= Exercise objective =
Please print every line of the material below exactly.

= Data under study =
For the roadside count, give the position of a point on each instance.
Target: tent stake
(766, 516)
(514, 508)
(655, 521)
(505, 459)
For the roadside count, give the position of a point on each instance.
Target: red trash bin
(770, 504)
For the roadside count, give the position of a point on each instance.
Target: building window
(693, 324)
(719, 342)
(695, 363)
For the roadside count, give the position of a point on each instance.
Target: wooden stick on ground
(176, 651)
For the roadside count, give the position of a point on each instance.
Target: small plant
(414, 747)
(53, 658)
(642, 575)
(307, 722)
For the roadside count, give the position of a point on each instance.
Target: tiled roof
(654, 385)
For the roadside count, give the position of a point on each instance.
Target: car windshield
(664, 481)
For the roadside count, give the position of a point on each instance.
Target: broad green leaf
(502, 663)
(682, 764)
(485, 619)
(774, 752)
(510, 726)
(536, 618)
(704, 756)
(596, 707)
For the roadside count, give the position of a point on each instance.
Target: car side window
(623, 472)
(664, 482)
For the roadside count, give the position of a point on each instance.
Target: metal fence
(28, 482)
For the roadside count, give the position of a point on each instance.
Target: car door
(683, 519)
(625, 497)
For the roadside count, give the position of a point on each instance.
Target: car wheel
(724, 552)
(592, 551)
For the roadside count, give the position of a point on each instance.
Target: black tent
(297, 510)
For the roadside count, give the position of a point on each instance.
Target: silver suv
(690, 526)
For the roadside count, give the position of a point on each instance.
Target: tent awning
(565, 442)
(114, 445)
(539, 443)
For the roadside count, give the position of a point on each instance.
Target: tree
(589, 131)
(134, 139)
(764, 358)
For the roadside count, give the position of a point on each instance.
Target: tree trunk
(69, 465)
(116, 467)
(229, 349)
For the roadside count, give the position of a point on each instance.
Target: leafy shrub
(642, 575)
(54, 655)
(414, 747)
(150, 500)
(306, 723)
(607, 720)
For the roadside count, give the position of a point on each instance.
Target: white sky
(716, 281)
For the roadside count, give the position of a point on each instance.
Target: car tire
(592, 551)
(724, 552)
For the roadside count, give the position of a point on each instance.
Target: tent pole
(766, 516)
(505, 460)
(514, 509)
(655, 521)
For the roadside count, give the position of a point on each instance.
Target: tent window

= Response area =
For the roadside count, give the position of a point on each instance.
Target: tent stake
(766, 516)
(514, 508)
(655, 521)
(505, 459)
For the roadside count, give the position of a point on each instance.
Target: red trash bin
(770, 504)
For the roadside count, give the position of a point on each instance.
Target: building window
(693, 324)
(719, 342)
(695, 363)
For the roadside count, give the position of a point on each instance.
Target: wooden stick on ground
(176, 651)
For the roadside count, give the position of a point on each instance.
Target: small plant
(414, 747)
(53, 658)
(642, 575)
(307, 722)
For the roadside count, give the position of a point on each instance.
Target: tiled roof
(654, 385)
For the roadside count, give the position of a point on each instance.
Target: car windshield
(664, 481)
For the roadside count, give the position of a point on each instance.
Target: broad green leaf
(502, 663)
(682, 764)
(485, 619)
(774, 752)
(510, 726)
(536, 618)
(704, 756)
(596, 707)
For the roadside count, give the position of a point on each instance.
Target: car side window
(623, 472)
(664, 482)
For the roadside count, give the position of a point on each instance.
Target: metal fence
(28, 482)
For the roadside count, give the position of a point on each instance.
Target: car door
(683, 519)
(625, 497)
For the roadside count, give the position of a point on each instance.
Target: car wheel
(724, 552)
(592, 551)
For the roadside count, give the position of a point on each instance.
Target: black tent
(297, 510)
For the roadside count, give the position of a point on each instance.
Target: silver suv
(690, 526)
For the roadside count, give the position of a point on each instance.
Target: tent awning
(565, 442)
(114, 445)
(539, 443)
For the roadside count, give the position of a point on each instance.
Target: tree
(589, 131)
(134, 139)
(764, 358)
For the roadside count, give the position of a point on each instance.
Target: tree trunk
(69, 465)
(116, 467)
(229, 349)
For the roadside count, give the position of a point on each instance.
Target: leafy shrub
(642, 575)
(54, 655)
(414, 747)
(150, 500)
(306, 723)
(607, 720)
For the roadside count, give the position of a point on each instance.
Target: white sky
(716, 281)
For the roadside count, give the position of a point on each instance.
Target: car tire
(592, 551)
(724, 552)
For the roadside count, give the position of a point on each instance.
Target: tent pole
(766, 516)
(505, 460)
(514, 509)
(655, 521)
For the roadside count, give the position of a point on each instance.
Target: tent window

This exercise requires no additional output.